*Point placement records*.
#####
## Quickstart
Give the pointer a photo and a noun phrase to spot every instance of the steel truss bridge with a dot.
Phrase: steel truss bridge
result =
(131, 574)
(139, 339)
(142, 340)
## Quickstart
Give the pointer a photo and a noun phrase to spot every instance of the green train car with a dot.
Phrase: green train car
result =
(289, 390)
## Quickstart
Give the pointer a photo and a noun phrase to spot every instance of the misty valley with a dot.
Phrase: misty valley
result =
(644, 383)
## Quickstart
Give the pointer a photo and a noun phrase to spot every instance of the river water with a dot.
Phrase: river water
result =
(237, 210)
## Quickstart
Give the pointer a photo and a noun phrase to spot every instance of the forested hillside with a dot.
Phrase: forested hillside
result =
#####
*Goal of the exercise*.
Repeat the lines above exactly.

*Exercise answer*.
## Quickstart
Give the pointer a photo and a noun phrase to spot every instance of the steel truss bridge with a dot.
Phrase: steel truss bridge
result =
(131, 574)
(139, 339)
(142, 340)
## Quickstart
Give the pointer a photo and a noun phrase to spot every instance of the green train car with a dot.
Phrase: green train car
result =
(289, 390)
## Quickstart
Give the pointer a photo and a noun phrase to spot every instance of the misty valley with a dot.
Phrase: misty valley
result =
(644, 383)
## Quickstart
Give the pointer a photo and a noun phrase to spot every instance of the river water with a dot.
Phrase: river water
result =
(237, 210)
## Quickstart
Give the pointer a photo and a noun phrase to spot every instance of the forested hillside with a dot.
Phrase: forested hillside
result =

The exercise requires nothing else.